Document segment:
——————
There may be signs that high oil and product prices are having an effect though, at least in industrialized countries, which still account for the bulk of demand. U.S. imports of crude oil have been falling for several weeks and gasoline purchases are being watched closely for any decreases. Yet the recent output increase from Saudi Arabia is all bound for U.S. customers. See “Will U.S. Oil Imports Keep Falling?” and “Saudi Arabia as the Central Bank of Oil: How Significant Are New Supplies?”Yet, so far slowing demand from OECD countries has been offset by persistent demand growth from emerging markets, especially fast-growing Asian and oil exporting economies. Many of these countries subsidize fuel prices, meaning that consumers are mostly sheltered from the price shock even if producers and government budgets are not. On the RGE Analysts EconoMonitor, Rachel Ziemba suggested that the persistence of price caps may inject uncertainty into the market and lower incentives to seek out alternative supplies for domestic markets. Yet, a limited price increase, such as the one that Indonesia just introduced, might result in the double whammy of rising prices while still swelling fiscal budgets. See “Subsidies Fuel Rapid Oil Consumption Growth in Oil Exporting Countries” and “Are Oil Subsidies Getting Too Costly For Asia?” The lag between inflation and slower growth has been longer than expected and has revived fears of stagflation. Forecasters envision the oil juggernaut will lose momentum later this year on a global demand slowdown predicated upon the economic fallout of the credit crisis and/or the self-limiting effects of high inflation. Indeed, the oil futures curve has moved into contango, which tends to drive oil inventories higher and spot prices lower. Perhaps a sign of higher gasoline prices crimping demand, Americans are driving less than last year. On the other hand, the Baltic Dry Shipping Index and Dow Jones Transportation Average hit all-time highs last week, suggesting resilient global demand will not slow enough to dampen oil prices significantly this year. Historically, it took 4 years for U.S. consumption to decline after the 1979 oil shock - see “Oil and Inflation: A Negative or Positive Correlation?”
——————
Exercise goal:
List every article title in quotation marks that the passage on oil prices refers readers to.
——————
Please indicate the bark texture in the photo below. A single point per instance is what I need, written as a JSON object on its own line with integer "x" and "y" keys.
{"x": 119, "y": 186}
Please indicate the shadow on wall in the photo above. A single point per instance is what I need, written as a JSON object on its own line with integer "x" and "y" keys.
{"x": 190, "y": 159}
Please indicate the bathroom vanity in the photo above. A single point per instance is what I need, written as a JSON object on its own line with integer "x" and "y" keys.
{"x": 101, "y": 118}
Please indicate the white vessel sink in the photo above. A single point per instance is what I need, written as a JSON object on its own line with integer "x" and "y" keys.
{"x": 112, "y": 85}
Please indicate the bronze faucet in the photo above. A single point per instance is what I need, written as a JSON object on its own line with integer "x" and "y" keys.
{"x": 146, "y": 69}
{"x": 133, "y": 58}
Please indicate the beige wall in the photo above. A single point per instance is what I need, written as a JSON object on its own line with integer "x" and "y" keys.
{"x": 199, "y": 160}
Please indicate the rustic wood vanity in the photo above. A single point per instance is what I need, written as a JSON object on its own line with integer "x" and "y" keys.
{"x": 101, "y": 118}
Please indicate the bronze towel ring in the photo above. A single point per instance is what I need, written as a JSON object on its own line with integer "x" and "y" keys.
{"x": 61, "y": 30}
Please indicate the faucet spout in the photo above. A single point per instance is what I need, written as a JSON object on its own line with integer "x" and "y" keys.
——————
Expected answer:
- "Will U.S. Oil Imports Keep Falling?"
- "Saudi Arabia as the Central Bank of Oil: How Significant Are New Supplies?"
- "Subsidies Fuel Rapid Oil Consumption Growth in Oil Exporting Countries"
- "Are Oil Subsidies Getting Too Costly For Asia?"
- "Oil and Inflation: A Negative or Positive Correlation?"